**EXERCISE:** Swap "drop one marker" for "place a single point" everywhere in the records below and reproduce them with no other change.

Excerpts from point annotation data:
------

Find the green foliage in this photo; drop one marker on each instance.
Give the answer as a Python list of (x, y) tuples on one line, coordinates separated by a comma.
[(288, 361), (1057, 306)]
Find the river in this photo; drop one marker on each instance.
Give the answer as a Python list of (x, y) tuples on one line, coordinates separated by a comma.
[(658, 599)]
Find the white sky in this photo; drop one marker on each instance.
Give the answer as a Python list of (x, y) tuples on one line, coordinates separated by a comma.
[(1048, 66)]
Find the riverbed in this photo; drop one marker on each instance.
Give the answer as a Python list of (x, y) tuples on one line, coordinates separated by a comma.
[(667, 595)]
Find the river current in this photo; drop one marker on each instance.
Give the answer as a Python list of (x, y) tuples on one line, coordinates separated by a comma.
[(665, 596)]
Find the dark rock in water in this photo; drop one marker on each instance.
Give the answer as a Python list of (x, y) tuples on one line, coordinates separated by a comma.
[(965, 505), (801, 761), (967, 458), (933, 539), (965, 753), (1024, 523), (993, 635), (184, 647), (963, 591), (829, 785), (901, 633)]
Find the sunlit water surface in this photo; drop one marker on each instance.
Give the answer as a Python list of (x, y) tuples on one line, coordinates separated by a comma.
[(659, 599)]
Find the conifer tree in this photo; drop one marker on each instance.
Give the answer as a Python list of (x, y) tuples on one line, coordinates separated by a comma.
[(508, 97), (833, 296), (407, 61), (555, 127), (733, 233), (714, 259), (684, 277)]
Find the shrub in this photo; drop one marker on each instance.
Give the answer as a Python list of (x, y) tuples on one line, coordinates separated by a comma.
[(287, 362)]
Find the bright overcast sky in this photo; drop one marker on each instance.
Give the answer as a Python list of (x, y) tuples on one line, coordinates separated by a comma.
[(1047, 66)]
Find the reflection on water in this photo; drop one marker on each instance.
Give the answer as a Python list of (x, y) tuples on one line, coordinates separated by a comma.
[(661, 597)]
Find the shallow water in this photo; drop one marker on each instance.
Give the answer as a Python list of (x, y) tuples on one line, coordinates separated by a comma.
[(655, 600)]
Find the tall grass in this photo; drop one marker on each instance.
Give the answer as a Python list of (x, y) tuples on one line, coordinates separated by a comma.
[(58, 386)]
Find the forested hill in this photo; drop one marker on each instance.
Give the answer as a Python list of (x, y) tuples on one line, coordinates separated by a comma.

------

**FINAL RESULT:**
Find the green foliage in this photo; place a single point on each instance.
Give the answer as a Python list of (x, y) tuples on one line, coordinates separated by a comma.
[(288, 361), (1057, 306)]
Find the river in this photo; place a single point on each instance.
Give the answer as a Python list of (x, y) tuples on one line, coordinates separated by a comma.
[(658, 599)]
Find the white sky in this photo; place a single point on each instance.
Give the answer as a Python list of (x, y) tuples on one line, coordinates separated by a comma.
[(1048, 66)]
Find the riverbed in this photo; place a single point on each instance.
Give the answer as a Python list of (x, y) tuples on one line, coordinates separated by a comma.
[(667, 595)]
Find the river current in this photo; place a single point on each instance.
Give the answer as a Python list of (x, y) tuples on one line, coordinates separated by a comma.
[(665, 596)]
Find the dark rock in water in this photo; place a single point on each instance.
Give the answer as a Python list of (x, y) tuples on one line, coordinates separated by a comma.
[(965, 505), (801, 761), (967, 458), (933, 539), (965, 753), (1024, 523), (993, 635), (184, 647), (963, 591), (829, 785), (901, 633)]
Find the sunlit water surface in this photo; place a single point on each instance.
Give the answer as a Python list of (x, y) tuples on one line, coordinates separated by a comma.
[(659, 599)]
Find the conifer tree in this photo; place a single point on each instance.
Give the answer as a Python list of (x, y) tuples on one line, coordinates separated by a comma.
[(508, 97), (833, 296), (407, 61), (555, 127), (733, 233), (714, 259), (684, 277)]
Find the shrub in this photo; place a single point on each instance.
Give the answer as a Python list of (x, y) tuples on one line, coordinates separated by a comma.
[(287, 362)]
Find the bright overcast sky in this photo; place a single point on each instance.
Give the answer as a Python list of (x, y) tuples on one line, coordinates separated by a comma.
[(1047, 66)]
Find the reflection on water in this photo; place a single point on each instance.
Give the answer as a Python list of (x, y) tuples on one line, coordinates separated by a comma.
[(661, 597)]
Find the shallow water in this photo; place a single point on each instance.
Give the answer as a Python list of (x, y) tuples on one line, coordinates separated by a comma.
[(655, 600)]
Find the tall grass in this photo; place a single point on each instance.
Give the answer as a Python list of (x, y) tuples on one line, coordinates separated by a comma.
[(58, 386)]
Find the forested hill in this photo; place a single point on each instance.
Give the answer as a Python list of (x, y) tuples on one line, coordinates separated by a comma.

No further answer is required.